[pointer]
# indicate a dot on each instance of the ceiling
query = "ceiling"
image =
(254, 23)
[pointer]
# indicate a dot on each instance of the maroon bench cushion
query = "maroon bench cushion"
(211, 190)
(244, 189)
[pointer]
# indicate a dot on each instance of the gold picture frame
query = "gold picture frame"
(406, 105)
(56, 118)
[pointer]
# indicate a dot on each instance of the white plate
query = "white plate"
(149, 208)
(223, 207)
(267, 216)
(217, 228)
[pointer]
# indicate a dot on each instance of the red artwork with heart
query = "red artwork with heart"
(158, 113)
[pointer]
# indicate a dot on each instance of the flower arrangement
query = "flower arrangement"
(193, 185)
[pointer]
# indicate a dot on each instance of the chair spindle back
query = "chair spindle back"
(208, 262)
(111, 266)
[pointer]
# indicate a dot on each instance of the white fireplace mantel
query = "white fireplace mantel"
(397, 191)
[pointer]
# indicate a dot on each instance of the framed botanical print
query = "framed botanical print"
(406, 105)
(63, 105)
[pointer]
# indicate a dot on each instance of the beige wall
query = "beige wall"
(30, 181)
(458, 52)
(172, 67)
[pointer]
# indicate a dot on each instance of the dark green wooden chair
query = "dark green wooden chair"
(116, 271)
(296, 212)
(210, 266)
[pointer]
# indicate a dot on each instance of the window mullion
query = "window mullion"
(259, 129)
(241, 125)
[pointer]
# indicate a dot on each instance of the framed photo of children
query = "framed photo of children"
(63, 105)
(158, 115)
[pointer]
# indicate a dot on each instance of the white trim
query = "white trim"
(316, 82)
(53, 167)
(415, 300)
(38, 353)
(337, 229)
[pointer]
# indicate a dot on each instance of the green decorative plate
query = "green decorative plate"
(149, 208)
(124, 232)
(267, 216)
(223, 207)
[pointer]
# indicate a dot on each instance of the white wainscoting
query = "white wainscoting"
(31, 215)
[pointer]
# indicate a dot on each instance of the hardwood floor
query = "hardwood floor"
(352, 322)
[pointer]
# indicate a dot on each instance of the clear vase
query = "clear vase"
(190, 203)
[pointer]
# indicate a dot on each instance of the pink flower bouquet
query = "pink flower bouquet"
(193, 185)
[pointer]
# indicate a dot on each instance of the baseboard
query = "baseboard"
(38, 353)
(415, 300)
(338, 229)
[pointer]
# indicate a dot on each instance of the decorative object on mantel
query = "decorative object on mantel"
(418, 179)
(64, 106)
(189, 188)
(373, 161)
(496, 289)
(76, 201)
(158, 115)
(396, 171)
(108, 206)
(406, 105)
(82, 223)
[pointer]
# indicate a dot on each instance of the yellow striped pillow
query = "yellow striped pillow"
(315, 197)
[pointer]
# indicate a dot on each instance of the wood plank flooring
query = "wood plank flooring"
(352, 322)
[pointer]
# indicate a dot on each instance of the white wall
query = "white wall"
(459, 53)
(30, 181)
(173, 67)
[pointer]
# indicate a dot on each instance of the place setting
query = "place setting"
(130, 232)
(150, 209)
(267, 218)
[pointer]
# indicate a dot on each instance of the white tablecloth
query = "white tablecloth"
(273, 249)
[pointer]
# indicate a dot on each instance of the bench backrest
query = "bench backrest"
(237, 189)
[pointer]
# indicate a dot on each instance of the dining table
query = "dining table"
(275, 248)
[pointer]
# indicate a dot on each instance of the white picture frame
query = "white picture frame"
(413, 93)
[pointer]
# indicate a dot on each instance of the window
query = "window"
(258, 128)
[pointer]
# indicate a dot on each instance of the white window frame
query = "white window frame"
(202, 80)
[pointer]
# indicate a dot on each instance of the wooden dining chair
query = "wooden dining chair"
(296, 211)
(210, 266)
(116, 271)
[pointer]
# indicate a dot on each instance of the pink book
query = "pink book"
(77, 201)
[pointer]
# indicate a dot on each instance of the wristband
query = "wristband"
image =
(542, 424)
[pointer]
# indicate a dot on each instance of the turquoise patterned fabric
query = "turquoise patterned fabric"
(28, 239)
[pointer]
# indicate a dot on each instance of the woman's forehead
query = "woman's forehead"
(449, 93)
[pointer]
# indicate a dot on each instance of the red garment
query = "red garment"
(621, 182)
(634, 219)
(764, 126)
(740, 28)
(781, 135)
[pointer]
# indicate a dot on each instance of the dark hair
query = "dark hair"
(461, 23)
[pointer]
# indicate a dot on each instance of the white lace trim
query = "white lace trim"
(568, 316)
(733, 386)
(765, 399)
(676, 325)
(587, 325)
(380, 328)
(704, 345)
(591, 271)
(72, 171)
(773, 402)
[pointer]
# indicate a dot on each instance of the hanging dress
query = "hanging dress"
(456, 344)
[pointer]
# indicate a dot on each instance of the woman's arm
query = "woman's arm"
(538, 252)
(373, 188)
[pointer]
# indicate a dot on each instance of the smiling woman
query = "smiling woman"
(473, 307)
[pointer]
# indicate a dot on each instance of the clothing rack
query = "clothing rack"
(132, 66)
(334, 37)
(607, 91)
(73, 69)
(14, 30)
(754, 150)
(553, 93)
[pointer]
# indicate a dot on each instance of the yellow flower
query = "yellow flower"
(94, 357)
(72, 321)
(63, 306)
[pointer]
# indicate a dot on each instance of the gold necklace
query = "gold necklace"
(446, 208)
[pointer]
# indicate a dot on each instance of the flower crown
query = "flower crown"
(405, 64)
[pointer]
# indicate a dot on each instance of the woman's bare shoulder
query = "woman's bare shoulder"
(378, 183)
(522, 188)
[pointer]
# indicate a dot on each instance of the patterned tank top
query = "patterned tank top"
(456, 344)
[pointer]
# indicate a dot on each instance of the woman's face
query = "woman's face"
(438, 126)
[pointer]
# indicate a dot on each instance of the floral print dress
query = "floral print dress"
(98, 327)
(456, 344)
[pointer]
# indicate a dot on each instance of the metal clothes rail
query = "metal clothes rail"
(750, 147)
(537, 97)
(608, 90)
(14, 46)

○ ○ ○ ○ ○ ○ ○

Identify the lines in the entries that hold "ceiling" and return each one.

_REPLY TO THE EXERCISE:_
# indicate a dot on each instance of the ceiling
query = "ceiling"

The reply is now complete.